Referring expression pointing data
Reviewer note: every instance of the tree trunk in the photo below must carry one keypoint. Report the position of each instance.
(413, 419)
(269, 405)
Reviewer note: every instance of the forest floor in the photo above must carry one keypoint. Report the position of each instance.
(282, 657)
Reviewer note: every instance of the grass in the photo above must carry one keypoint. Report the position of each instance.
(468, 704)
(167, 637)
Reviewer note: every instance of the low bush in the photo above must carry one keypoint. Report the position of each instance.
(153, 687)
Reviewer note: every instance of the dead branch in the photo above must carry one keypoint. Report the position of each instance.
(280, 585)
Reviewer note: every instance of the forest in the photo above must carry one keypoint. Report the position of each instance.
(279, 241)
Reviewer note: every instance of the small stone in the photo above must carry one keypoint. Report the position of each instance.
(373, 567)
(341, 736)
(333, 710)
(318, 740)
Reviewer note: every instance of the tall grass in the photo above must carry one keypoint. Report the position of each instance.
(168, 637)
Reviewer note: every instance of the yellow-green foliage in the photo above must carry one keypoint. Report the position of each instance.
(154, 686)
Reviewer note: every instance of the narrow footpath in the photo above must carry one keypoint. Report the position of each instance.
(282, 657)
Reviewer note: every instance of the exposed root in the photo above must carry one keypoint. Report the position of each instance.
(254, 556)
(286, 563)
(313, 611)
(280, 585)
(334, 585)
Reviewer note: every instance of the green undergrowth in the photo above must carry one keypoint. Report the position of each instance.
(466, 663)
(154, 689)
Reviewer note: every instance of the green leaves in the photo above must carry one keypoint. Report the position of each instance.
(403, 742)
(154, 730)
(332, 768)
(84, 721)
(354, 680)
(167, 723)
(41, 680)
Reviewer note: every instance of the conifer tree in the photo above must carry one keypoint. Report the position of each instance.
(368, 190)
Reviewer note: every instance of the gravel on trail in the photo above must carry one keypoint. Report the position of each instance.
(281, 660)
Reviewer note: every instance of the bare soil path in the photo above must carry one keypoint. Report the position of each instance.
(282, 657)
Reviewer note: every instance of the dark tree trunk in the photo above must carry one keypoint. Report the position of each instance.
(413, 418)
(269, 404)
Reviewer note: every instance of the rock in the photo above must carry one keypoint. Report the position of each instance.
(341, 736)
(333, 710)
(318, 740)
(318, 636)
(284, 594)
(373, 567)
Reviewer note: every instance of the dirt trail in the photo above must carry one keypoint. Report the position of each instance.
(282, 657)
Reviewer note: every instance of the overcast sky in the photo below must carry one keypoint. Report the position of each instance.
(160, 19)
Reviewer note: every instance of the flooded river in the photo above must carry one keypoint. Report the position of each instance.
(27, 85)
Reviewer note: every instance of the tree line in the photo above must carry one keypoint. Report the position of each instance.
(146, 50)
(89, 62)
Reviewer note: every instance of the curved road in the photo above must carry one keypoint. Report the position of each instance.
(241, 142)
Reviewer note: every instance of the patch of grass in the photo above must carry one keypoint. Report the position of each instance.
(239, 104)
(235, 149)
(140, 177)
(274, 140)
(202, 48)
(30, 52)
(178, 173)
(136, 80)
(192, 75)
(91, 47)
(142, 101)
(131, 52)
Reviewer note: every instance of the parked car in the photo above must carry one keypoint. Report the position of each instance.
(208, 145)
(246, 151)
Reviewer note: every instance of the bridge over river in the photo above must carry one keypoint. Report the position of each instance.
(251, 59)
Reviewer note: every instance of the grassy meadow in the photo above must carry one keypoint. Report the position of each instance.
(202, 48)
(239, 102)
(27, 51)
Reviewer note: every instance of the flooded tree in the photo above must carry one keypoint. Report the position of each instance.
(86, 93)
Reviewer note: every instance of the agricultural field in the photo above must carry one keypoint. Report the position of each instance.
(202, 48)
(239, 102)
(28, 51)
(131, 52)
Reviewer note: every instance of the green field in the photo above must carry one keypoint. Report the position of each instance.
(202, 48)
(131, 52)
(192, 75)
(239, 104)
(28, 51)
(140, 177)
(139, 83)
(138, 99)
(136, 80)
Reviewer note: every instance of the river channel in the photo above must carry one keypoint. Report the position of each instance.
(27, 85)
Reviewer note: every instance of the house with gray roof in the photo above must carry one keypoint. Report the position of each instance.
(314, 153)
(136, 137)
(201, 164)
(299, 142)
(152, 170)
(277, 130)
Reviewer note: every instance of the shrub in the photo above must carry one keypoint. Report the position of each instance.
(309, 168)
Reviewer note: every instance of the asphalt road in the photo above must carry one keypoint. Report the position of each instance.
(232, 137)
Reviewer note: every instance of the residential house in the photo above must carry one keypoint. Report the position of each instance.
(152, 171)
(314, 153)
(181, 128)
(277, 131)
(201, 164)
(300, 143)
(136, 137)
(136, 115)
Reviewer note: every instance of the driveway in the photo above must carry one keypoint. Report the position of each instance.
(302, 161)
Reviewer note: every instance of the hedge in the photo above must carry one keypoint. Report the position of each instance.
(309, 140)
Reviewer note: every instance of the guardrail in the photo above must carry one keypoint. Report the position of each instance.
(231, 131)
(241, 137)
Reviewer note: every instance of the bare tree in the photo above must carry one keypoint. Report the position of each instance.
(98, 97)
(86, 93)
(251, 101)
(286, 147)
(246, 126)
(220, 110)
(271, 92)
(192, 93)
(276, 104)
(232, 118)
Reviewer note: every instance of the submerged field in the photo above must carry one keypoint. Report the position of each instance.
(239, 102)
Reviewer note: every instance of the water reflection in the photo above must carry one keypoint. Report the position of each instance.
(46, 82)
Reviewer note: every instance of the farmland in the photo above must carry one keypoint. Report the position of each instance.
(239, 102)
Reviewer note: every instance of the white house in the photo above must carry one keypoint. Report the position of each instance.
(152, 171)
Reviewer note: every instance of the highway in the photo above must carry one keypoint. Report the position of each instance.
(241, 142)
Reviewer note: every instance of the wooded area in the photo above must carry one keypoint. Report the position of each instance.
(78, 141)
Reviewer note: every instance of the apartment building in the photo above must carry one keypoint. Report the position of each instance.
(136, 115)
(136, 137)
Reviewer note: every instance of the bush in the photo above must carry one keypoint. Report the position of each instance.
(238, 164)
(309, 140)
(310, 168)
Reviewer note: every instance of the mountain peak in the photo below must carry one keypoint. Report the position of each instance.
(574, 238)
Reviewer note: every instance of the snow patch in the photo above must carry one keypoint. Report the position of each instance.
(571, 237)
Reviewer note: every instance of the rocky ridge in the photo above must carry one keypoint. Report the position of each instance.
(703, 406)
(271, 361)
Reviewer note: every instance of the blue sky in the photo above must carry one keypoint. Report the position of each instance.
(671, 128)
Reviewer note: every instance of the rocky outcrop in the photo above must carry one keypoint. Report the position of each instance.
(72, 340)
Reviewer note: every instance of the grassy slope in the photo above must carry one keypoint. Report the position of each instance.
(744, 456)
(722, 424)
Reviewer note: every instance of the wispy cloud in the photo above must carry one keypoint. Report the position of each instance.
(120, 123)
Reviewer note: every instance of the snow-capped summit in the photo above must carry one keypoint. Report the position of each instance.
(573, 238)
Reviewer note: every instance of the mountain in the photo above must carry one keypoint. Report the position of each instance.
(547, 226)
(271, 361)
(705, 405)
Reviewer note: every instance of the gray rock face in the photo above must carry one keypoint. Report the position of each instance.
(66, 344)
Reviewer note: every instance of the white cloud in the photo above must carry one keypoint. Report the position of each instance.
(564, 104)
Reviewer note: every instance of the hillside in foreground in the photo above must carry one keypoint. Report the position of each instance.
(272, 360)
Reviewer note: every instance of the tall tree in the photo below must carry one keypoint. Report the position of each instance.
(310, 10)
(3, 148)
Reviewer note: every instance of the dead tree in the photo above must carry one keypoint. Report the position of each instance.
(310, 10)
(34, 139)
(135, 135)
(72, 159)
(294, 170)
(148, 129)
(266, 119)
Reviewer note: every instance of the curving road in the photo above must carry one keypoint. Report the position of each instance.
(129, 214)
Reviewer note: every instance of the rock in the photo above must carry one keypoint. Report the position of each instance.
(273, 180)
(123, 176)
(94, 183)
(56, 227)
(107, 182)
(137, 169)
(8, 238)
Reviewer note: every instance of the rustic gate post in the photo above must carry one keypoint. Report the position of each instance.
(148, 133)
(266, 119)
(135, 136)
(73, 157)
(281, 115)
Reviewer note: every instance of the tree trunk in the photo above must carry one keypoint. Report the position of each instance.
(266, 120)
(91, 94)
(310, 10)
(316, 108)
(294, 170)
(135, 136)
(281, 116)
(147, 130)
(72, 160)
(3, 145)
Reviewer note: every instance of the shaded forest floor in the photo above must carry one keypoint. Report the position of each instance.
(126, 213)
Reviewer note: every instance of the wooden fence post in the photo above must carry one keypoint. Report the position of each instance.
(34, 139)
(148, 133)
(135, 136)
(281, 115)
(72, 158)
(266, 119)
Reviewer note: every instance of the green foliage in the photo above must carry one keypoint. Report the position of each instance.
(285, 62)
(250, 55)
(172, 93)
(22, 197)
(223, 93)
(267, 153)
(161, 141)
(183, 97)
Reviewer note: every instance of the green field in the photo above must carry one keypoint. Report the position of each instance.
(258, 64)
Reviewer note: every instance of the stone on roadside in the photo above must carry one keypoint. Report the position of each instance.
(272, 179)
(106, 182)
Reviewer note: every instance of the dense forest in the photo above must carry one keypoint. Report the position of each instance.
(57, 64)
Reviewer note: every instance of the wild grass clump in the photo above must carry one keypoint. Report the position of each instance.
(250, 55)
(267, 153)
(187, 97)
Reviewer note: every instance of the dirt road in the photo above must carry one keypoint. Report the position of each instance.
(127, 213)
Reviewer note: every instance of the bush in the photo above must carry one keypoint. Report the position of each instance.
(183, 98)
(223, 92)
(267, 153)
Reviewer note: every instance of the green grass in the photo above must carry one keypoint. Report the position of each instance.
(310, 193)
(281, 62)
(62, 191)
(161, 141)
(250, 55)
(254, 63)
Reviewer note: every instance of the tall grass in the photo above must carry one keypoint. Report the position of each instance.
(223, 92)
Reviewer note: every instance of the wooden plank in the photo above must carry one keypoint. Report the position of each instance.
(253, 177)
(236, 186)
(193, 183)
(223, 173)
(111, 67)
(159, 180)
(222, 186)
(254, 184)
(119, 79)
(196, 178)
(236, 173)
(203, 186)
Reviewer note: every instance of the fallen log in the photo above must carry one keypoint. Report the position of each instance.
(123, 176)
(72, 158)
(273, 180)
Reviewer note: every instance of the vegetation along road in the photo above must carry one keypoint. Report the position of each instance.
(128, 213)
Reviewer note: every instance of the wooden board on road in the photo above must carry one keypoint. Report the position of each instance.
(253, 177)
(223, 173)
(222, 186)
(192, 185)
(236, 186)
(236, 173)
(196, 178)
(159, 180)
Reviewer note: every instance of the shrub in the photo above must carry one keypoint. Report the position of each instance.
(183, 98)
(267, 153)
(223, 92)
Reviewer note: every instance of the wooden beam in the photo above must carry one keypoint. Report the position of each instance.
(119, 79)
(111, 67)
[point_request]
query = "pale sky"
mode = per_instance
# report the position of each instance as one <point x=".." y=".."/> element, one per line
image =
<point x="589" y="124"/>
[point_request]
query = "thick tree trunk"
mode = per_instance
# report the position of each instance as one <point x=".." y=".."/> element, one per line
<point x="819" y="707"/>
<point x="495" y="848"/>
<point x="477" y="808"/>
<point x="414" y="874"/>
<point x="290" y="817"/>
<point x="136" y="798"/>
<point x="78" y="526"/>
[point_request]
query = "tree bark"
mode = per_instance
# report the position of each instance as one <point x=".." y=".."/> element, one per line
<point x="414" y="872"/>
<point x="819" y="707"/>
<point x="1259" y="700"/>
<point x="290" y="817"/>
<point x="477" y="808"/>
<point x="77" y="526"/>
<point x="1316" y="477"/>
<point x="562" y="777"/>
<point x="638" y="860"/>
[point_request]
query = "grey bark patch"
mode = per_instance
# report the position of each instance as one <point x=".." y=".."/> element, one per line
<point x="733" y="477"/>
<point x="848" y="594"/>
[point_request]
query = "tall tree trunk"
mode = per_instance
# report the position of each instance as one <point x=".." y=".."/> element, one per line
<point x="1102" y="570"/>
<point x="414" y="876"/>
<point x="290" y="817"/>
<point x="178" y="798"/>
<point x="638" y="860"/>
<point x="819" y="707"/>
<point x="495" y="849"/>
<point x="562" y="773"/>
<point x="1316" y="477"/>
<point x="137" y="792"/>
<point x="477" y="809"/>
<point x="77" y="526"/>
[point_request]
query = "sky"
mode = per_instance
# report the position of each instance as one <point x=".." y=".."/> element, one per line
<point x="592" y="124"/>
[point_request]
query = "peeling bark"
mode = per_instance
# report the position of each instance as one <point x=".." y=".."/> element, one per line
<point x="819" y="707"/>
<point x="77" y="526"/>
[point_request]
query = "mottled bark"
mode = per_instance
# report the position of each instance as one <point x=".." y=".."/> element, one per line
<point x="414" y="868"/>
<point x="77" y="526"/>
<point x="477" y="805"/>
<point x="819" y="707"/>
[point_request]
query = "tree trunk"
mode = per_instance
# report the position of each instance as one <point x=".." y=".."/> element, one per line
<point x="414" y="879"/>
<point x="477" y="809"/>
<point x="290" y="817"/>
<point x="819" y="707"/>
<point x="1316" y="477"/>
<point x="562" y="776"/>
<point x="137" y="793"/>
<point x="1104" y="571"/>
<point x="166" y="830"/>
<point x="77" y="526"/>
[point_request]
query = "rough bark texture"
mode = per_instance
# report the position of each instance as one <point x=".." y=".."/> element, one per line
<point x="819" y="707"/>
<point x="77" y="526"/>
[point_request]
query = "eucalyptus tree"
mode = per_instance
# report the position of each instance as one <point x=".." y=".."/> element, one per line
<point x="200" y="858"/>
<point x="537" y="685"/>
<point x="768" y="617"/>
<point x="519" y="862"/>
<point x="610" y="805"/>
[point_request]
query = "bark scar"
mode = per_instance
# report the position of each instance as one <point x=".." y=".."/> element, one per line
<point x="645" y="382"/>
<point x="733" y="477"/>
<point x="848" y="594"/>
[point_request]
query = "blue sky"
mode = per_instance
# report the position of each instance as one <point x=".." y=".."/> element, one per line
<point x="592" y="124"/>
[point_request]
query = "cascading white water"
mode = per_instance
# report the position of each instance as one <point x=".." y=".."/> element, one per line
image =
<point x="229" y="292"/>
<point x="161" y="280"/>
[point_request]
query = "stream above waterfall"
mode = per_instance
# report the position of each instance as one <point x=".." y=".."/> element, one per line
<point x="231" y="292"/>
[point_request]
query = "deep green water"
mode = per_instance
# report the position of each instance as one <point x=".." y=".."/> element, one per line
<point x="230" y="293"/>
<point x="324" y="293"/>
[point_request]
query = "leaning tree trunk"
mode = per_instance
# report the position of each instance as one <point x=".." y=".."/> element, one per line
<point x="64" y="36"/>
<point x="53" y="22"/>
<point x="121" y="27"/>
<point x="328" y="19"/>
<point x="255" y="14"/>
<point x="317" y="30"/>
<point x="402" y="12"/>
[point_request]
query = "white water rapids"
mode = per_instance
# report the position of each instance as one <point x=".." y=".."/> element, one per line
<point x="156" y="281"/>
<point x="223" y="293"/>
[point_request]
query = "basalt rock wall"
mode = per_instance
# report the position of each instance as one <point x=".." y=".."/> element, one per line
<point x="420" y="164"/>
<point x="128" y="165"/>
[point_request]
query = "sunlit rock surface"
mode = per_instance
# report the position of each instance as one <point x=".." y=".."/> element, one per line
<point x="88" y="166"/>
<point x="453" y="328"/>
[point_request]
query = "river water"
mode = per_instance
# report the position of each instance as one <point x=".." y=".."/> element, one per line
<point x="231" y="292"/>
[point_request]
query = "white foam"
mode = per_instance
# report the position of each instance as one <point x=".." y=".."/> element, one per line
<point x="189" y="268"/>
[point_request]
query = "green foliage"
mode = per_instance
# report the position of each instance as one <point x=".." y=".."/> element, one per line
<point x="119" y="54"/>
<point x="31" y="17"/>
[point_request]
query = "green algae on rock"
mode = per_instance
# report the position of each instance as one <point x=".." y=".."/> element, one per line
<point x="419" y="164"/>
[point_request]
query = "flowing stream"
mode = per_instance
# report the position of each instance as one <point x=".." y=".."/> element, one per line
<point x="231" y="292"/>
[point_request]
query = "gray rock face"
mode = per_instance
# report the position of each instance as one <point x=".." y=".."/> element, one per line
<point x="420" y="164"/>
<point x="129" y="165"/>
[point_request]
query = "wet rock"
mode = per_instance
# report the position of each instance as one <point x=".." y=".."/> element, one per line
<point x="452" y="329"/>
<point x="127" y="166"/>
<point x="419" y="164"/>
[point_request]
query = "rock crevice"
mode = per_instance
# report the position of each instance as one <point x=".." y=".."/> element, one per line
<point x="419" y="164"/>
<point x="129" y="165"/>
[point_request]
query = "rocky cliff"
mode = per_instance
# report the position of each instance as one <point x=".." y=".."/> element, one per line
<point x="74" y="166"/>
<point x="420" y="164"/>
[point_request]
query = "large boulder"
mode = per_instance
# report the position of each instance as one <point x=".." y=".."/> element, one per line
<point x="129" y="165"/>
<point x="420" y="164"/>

Work required - Where a line of the entries above holds the word "bark", return that line.

Answer section -
query = "tree bark"
query = "grey bark patch"
query = "peeling bark"
query = "mottled bark"
query = "rough bark texture"
query = "bark scar"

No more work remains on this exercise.